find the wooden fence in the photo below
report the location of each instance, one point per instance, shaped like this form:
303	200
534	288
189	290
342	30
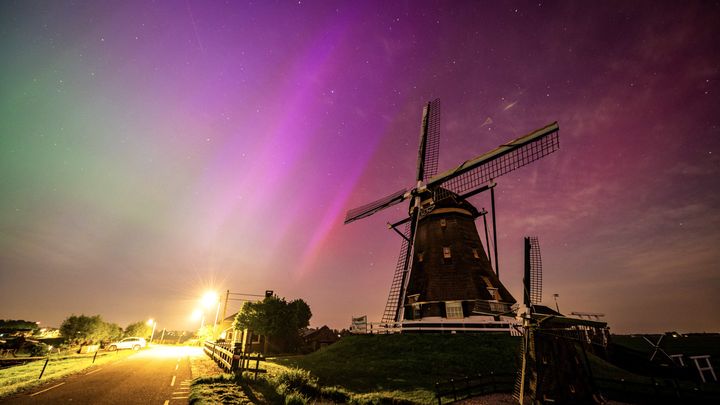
·····
Task item =
Although the entries contain pictures, copy everything else in them exactly.

Answer section =
find the wooden fence in the photo below
report the location of each instance, one point per instance, shaped like this form:
303	200
534	288
189	290
342	30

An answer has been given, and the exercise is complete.